*** Extract provided Section Begins ***
Receptor tyrosine kinases (RTKs) are high-affinity
cell surface receptors for many
polypeptide growth factors,
cytokines and
hormones. RTKs are not only key regulators of normal cellular processes, but are also involved in the progression of many types of
tumors, and responses to various biotic and abiotic stresses. Catfish is a primary aquaculture species in the United States, while its industry is drastically hindered by several major diseases including enteric
septicemia of catfish (ESC) that is caused by Edwardsiella ictaluri. Disease outbreaks are often accompanied by hypoxic stress, which affects the performance and survival of fish by reducing
disease resistance. In this study, we identified 26 RTK oncogenes in the channel catfish genome, and determined their expression profiles after ESC
infection and hypoxic stress. The 26 RTK genes were divided into four subfamilies according to phylogenetic analysis, including TIE (2 genes), ErbB (6 genes), EPH (14 genes), and INSR (4 genes). All identified RTKs possess a similar molecular architecture including
ligand-binding domains, a single transmembrane helix and a cytoplasmic region, which suggests that these genes could play conserved biological roles. The expression analysis revealed that eight RTKs were significantly regulated after
bacterial infection, with dramatic induction of
insulin receptor genes including INSRb, IGF1Ra, and IGF1Rb. Upon hypoxic stress, EPHB3a, EGFR, ErbB4b, and IGF1Rb were expressed at higher levels in the tolerant catfish, while EPHA2a, EPHA2, TIE1 and INSRa were expressed at higher levels in the intolerant catfish. These results suggested the involvement of RTKs in immune responses and hypoxic tolerance.
*** Extract provided Section Ends ***
*** Information supplied Section Begins ***
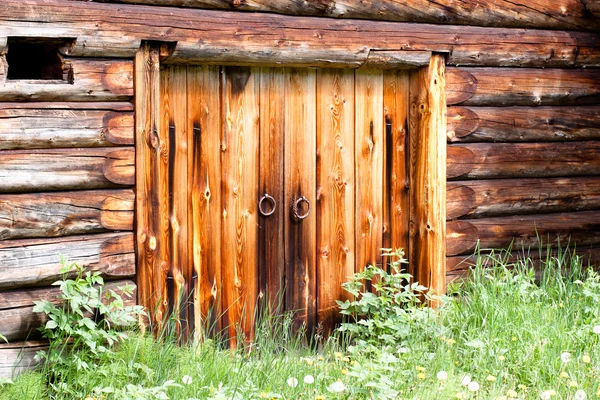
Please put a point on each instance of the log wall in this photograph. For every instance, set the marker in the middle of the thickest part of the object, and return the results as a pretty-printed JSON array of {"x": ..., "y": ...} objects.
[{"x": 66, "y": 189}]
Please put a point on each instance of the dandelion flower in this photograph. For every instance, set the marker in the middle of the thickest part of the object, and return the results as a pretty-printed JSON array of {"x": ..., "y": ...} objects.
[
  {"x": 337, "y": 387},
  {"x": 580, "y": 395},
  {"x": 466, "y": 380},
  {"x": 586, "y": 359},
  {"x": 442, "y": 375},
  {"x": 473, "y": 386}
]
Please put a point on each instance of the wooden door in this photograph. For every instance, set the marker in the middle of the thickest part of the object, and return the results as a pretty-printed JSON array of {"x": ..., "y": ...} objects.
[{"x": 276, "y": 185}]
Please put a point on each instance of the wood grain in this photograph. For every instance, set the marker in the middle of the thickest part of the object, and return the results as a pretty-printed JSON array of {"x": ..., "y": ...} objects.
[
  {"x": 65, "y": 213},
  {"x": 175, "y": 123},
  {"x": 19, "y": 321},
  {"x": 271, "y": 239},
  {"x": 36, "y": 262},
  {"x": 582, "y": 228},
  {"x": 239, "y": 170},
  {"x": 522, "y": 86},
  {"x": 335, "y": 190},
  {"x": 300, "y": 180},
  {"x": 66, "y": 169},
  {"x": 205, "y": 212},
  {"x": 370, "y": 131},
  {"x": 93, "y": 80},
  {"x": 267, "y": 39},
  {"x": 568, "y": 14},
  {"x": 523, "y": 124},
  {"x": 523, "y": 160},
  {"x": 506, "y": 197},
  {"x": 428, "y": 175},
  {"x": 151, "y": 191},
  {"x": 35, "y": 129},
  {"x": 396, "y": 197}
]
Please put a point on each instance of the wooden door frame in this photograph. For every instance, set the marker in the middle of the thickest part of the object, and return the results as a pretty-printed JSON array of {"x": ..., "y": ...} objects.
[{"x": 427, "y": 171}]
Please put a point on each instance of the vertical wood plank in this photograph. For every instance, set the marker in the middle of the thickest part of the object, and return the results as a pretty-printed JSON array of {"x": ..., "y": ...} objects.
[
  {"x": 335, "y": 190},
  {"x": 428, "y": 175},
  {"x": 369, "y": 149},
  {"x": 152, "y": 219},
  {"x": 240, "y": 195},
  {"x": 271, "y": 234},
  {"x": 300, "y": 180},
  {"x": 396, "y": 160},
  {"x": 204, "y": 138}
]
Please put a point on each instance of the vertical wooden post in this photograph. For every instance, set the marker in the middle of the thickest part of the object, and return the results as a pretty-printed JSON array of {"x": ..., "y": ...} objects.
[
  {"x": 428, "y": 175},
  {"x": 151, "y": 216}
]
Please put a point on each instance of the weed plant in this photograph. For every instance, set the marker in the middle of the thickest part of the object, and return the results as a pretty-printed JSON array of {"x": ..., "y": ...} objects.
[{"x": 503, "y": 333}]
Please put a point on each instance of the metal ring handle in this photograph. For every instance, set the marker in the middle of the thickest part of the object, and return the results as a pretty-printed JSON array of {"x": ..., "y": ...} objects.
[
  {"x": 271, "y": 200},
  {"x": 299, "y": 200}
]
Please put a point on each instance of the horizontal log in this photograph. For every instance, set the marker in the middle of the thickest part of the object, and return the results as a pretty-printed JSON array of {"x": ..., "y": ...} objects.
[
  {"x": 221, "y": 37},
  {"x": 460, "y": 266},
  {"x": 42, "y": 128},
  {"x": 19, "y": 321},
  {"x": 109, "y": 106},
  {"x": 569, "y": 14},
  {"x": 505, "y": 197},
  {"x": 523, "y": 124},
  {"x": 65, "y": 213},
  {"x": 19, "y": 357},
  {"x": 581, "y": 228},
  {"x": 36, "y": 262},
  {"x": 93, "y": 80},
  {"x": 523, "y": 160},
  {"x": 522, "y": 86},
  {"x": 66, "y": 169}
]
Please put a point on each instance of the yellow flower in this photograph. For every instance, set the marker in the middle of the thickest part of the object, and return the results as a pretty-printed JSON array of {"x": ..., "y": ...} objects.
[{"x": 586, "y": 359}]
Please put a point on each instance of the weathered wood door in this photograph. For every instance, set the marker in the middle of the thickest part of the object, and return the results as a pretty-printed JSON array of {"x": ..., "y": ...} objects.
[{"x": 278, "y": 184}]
*** Information supplied Section Ends ***
Rewrite the paragraph above on receptor tyrosine kinases in catfish, beginning "Receptor tyrosine kinases (RTKs) are high-affinity," as a shorter bulleted list that keeps its main facts.

- RTKs are high-affinity cell surface receptors for many polypeptide growth factors, cytokines and hormones.
- They regulate normal cellular processes and are also involved in tumor progression and responses to biotic and abiotic stresses.
- Catfish is a primary U.S. aquaculture species, but major diseases such as enteric septicemia of catfish (ESC), caused by Edwardsiella ictaluri, drastically hinder the industry.
- Hypoxic stress often accompanies outbreaks and lowers disease resistance, affecting fish performance and survival.
- The study identified 26 RTK oncogenes in the channel catfish genome and profiled their expression after ESC infection and hypoxic stress.
- Phylogenetic analysis divided them into four subfamilies: TIE (2), ErbB (6), EPH (14) and INSR (4).
- All share ligand-binding domains, a single transmembrane helix and a cytoplasmic region, suggesting conserved biological roles.
- After bacterial infection, eight RTKs were significantly regulated, with insulin receptor genes INSRb, IGF1Ra and IGF1Rb dramatically induced.
- Under hypoxia, EPHB3a, EGFR, ErbB4b and IGF1Rb were higher in tolerant catfish, while EPHA2a, EPHA2, TIE1 and INSRa were higher in intolerant catfish.
- The results suggest RTKs are involved in immune responses and hypoxic tolerance.